Data records
########

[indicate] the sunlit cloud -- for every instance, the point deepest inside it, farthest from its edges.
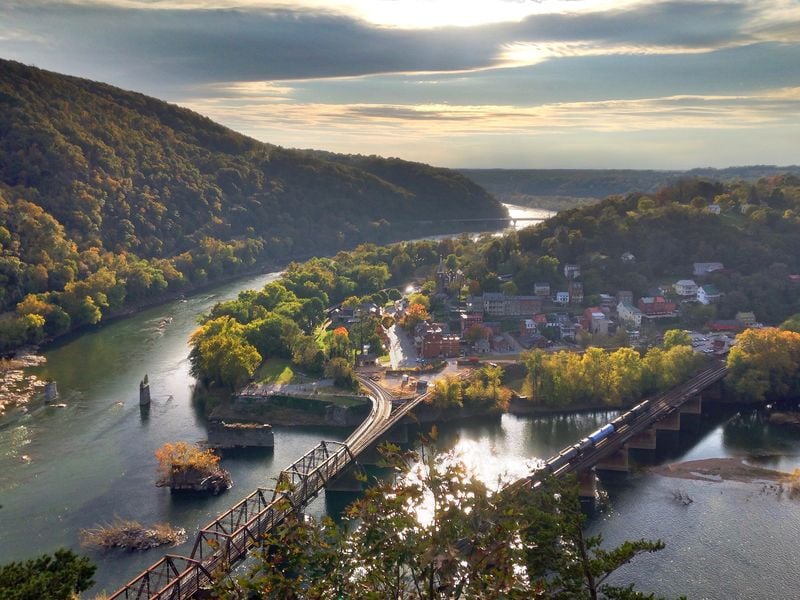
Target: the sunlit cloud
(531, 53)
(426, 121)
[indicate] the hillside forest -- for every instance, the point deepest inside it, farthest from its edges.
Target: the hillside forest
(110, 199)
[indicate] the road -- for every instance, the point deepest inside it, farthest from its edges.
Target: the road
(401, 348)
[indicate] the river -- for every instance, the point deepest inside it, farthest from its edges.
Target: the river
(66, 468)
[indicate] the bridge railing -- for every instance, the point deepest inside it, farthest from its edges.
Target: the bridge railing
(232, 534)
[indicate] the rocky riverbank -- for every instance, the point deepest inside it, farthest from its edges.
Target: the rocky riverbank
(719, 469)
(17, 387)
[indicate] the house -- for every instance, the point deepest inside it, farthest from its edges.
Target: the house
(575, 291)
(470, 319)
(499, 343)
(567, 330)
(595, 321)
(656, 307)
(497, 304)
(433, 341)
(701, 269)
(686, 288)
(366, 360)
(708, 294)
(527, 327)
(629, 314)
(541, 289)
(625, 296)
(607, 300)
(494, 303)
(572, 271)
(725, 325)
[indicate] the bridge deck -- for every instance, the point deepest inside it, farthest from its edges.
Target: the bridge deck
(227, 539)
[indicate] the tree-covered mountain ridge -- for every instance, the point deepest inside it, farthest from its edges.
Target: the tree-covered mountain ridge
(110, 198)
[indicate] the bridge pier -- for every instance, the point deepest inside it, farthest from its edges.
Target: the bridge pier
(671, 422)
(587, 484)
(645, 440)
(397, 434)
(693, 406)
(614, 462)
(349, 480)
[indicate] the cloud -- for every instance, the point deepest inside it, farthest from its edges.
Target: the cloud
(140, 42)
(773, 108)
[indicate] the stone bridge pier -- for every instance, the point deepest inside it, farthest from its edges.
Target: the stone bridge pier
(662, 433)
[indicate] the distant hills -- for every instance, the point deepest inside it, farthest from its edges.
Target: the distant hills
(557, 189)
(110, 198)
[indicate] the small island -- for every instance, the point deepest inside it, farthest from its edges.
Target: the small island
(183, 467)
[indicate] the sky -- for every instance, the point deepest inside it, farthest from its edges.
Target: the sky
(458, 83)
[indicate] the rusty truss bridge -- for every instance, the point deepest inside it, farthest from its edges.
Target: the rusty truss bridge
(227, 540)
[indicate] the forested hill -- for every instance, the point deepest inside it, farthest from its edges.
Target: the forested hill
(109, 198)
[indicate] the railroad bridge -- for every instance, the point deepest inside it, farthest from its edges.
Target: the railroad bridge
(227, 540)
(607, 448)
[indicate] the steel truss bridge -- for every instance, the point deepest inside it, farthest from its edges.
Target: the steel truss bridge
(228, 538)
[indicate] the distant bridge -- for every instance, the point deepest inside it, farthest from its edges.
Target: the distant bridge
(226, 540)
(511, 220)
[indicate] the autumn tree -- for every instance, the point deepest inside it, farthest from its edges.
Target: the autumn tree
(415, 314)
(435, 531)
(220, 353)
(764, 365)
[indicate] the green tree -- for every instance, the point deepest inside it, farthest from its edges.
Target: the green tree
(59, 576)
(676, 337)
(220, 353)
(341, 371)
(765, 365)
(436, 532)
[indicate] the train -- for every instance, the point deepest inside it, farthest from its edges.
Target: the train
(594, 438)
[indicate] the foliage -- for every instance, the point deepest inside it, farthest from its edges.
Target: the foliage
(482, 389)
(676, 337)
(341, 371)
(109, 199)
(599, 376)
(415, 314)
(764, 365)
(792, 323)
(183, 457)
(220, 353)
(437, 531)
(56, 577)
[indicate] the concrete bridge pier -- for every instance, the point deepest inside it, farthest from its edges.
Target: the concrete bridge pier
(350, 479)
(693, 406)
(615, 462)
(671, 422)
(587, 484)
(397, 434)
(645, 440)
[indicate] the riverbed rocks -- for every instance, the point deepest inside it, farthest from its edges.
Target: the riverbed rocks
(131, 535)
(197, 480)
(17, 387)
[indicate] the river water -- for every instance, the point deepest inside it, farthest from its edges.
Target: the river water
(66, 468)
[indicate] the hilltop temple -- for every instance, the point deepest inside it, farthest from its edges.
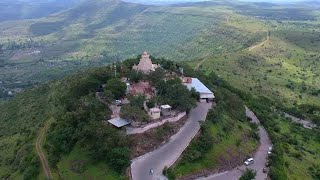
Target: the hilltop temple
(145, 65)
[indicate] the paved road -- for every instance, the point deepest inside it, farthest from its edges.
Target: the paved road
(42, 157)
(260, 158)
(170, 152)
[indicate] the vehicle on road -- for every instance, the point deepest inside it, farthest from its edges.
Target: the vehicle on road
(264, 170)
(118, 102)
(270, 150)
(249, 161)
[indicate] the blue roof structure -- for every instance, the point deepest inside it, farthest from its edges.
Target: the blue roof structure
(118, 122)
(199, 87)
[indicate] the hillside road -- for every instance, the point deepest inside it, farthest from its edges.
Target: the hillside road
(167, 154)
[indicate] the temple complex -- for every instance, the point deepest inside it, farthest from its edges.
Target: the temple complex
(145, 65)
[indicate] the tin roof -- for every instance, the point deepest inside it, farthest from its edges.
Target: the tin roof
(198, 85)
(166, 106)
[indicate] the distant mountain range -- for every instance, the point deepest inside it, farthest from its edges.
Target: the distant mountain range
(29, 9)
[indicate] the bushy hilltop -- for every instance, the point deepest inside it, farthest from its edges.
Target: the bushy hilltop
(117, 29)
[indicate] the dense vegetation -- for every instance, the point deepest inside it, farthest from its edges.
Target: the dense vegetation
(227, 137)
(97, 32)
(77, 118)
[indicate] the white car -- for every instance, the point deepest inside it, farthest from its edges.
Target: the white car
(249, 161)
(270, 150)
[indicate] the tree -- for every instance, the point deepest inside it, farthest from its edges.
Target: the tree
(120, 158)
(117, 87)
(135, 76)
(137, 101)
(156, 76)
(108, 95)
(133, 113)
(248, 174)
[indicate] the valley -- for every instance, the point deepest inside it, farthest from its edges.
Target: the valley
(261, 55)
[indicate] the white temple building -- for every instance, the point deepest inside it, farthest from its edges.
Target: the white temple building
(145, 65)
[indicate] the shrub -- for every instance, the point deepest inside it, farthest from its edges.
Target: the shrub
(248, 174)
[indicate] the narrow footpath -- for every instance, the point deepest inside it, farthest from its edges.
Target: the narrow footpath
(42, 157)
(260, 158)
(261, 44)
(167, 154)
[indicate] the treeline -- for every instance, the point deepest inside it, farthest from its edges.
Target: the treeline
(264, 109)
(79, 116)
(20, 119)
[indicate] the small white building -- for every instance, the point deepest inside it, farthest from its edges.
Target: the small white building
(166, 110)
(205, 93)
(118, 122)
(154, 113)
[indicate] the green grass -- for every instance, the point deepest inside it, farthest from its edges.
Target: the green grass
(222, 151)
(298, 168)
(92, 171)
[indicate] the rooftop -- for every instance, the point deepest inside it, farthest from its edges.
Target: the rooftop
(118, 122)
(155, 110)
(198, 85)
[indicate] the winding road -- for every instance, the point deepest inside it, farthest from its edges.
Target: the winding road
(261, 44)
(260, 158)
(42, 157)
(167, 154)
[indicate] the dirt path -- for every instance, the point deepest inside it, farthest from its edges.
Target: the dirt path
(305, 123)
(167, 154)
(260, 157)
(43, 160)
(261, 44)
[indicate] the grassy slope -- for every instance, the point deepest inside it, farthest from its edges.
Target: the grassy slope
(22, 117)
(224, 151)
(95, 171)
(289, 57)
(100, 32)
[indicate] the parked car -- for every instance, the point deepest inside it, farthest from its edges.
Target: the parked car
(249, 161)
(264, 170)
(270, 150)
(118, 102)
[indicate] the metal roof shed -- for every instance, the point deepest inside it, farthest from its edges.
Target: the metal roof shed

########

Transcribe the material exactly, and leave out whatever pictures it holds.

● In response
[indicate] the sunlit cloud -- for every instance, the point deepest inside it, farthest from its edges.
Target: the sunlit cloud
(531, 53)
(426, 121)
[indicate] the hillside forest -- for every instance, the point deepest inside it, farthest from its edges.
Target: the hillside forest
(110, 199)
[indicate] the road -- for every instance, the point deepest inside it, farthest from its edges.
Target: the road
(401, 348)
[indicate] the river -- for every instance, the point deepest inside it, farthest from its edges.
Target: the river
(66, 468)
[indicate] the bridge railing -- for every instance, the point deepest inside it, farthest from its edges.
Target: the bridge railing
(232, 534)
[indicate] the rocky riverbank -- for every instance, the point deepest inside it, farthest from its edges.
Target: the rocky riverbank
(719, 469)
(17, 387)
[indicate] the house -- for every instance, the point deepest inside it, farthest from its edges.
Target: the house
(575, 291)
(470, 319)
(499, 343)
(567, 330)
(595, 321)
(656, 307)
(497, 304)
(433, 341)
(701, 269)
(686, 288)
(366, 360)
(708, 294)
(527, 327)
(629, 314)
(541, 289)
(625, 296)
(607, 300)
(494, 303)
(572, 271)
(725, 325)
[indicate] the bridge deck -- for every instance, the point deepest inside it, farthest from its edges.
Target: the bridge deck
(227, 539)
[indicate] the tree-covered mountain ridge -- for every instance, the point deepest inside it, farthest from its edges.
Target: the tree-covered mountain ridge
(110, 198)
[indicate] the bridge pier -- for every instance, the point deepest inside it, farthest from its edges.
Target: the bridge pier
(671, 422)
(587, 484)
(645, 440)
(397, 434)
(693, 406)
(614, 462)
(349, 480)
[indicate] the cloud -- for every instance, the point deepest inside it, farthest from its edges.
Target: the cloud
(140, 42)
(773, 108)
[indicate] the stone bridge pier -- for every instance, the point deepest inside it, farthest from its edges.
Target: the stone bridge pier
(662, 433)
[indicate] the distant hills -- for every instance, the point deepest inside it, farthest from its edges.
Target: the distant hills
(557, 189)
(110, 198)
[indicate] the small island -- for every instance, the point deepest inside it, farthest from its edges.
Target: the small island
(183, 467)
[indicate] the sky -- for every instance, the point deepest inside it, farthest from its edges.
Target: the sky
(458, 83)
[indicate] the rusty truss bridge -- for every instance, the point deepest inside it, farthest from its edges.
Target: the rusty truss bridge
(227, 540)
[indicate] the forested hill -- for every instance, the point deepest inside it, farthest from its edges.
Target: the forested hill
(109, 198)
[indicate] the railroad bridge -- for every instance, the point deepest inside it, farthest from its edges.
Target: the railroad bridge
(227, 540)
(607, 448)
[indicate] the steel truss bridge -- for every instance, the point deepest inside it, farthest from its edges.
Target: the steel truss bridge
(228, 538)
[indicate] the distant bridge -- for every instance, the point deepest inside it, farthest from its edges.
Target: the distant bridge
(226, 540)
(511, 220)
[indicate] the autumn tree -- for every instance, the point deepest inside it, farthest from its edges.
Target: the autumn tree
(415, 314)
(435, 531)
(220, 353)
(764, 365)
[indicate] the green tree -- for every instance, the point deepest inside it, farthest from its edges.
Target: the green tree
(59, 576)
(676, 337)
(220, 353)
(341, 371)
(765, 365)
(436, 532)
[indicate] the train -- for every instance, the point deepest inside it, farthest from its edges.
Target: the train
(594, 438)
[indicate] the foliage -- for every instance, the point deepest inside it, farthest from its edges.
Target: the foliage
(482, 389)
(676, 337)
(341, 371)
(109, 199)
(599, 376)
(415, 314)
(764, 365)
(792, 323)
(183, 457)
(220, 353)
(437, 531)
(56, 577)
[indicate] the concrete bridge pier -- for every instance, the point deepest inside it, farthest from its edges.
Target: the concrete bridge pier
(350, 479)
(693, 406)
(615, 462)
(671, 422)
(587, 484)
(397, 434)
(645, 440)
[indicate] the riverbed rocks -- for every instance, the point deepest inside it, farthest from its edges.
Target: the riverbed rocks
(131, 535)
(197, 480)
(17, 387)
[indicate] the river water -- for every instance, the point deepest inside it, farthest from its edges.
Target: the river water
(66, 468)
[indicate] the hilltop temple -- for every instance, the point deepest inside it, farthest from its edges.
Target: the hilltop temple
(145, 65)
[indicate] the paved road -- for every instance, the point deepest inside it, farthest from its edges.
Target: the paved road
(42, 157)
(260, 158)
(170, 152)
[indicate] the vehicle on road -- for every instance, the point deepest inside it, farthest from its edges.
Target: the vehicle on road
(264, 170)
(118, 102)
(270, 150)
(249, 161)
[indicate] the blue roof structure -- for every instance, the point deepest inside it, farthest from its edges.
Target: the blue roof structure
(118, 122)
(199, 87)
[indicate] the hillside road -- for every instance, the point deepest inside it, farthest from its edges.
Target: the hillside road
(167, 154)
[indicate] the temple complex -- for every instance, the point deepest inside it, farthest from its edges.
Target: the temple complex
(145, 65)
[indicate] the tin roof -- for every instance, the point deepest inside it, farthest from its edges.
Target: the tin roof
(198, 85)
(166, 106)
[indicate] the distant mountain range -- for every instance, the point deepest inside it, farthest from its edges.
Target: the distant mountain range
(29, 9)
[indicate] the bushy hilltop -- for every instance, the point deepest inside it, farthest from its edges.
Target: the bushy hilltop
(117, 29)
[indicate] the dense vegetation -- for every instance, the point deepest inside it, farthest from its edges.
Target: the dense vegetation
(227, 137)
(97, 32)
(77, 118)
[indicate] the white car -- for every instance, the point deepest inside it, farthest from its edges.
Target: the white car
(249, 161)
(270, 150)
[indicate] the tree -- for every instance, the point deepest inside it, farthest from its edges.
Target: the tree
(120, 158)
(117, 87)
(135, 76)
(137, 101)
(156, 76)
(108, 95)
(133, 113)
(248, 174)
[indicate] the valley -- for every instance, the point deepest inside it, farthest from its edges.
Target: the valley
(261, 55)
[indicate] the white temple building -- for every instance, the point deepest inside it, farthest from its edges.
Target: the white temple building
(145, 65)
[indicate] the shrub -- for every instance, the point deepest inside it, farthest from its edges.
Target: the shrub
(248, 174)
[indicate] the narrow footpath -- for every instance, the point deepest inside it, farthest from its edges.
Target: the narrow footpath
(42, 157)
(260, 158)
(261, 44)
(167, 154)
[indicate] the treeline -- for every instance, the point deepest inside it, farthest from its edges.
Target: the treeline
(264, 109)
(79, 116)
(20, 119)
[indicate] the small white building -- for every instance, the point deepest inside it, farthest from its edges.
Target: the small white building
(166, 110)
(205, 93)
(118, 122)
(154, 113)
[indicate] the green grass -- for every instance, the point deepest inside it, farthest from its edges.
Target: the green grass
(222, 151)
(298, 168)
(92, 171)
[indicate] the rooftop -- for every instance, the point deepest inside it, farthest from its edges.
Target: the rooftop
(118, 122)
(155, 110)
(198, 85)
[indicate] the winding road -- for every instance, the point deepest inside it, farthest from its edges.
Target: the winding road
(261, 44)
(260, 158)
(42, 157)
(167, 154)
[indicate] the dirt path -- for every instance, the point deepest inside it, farthest from its edges.
Target: the dirt path
(305, 123)
(167, 154)
(260, 157)
(43, 160)
(261, 44)
[indicate] the grassy slope -- for every instance, the point deepest inside it, farthest from its edges.
Target: the grassy slope
(22, 117)
(224, 151)
(95, 171)
(289, 57)
(100, 32)
[indicate] the parked car -- for every instance, the point deepest inside it, farthest from its edges.
Target: the parked car
(249, 161)
(264, 170)
(270, 150)
(118, 102)
[indicate] the metal roof shed -- for every instance, the point deepest inside it, farthest from its edges.
Target: the metal roof shed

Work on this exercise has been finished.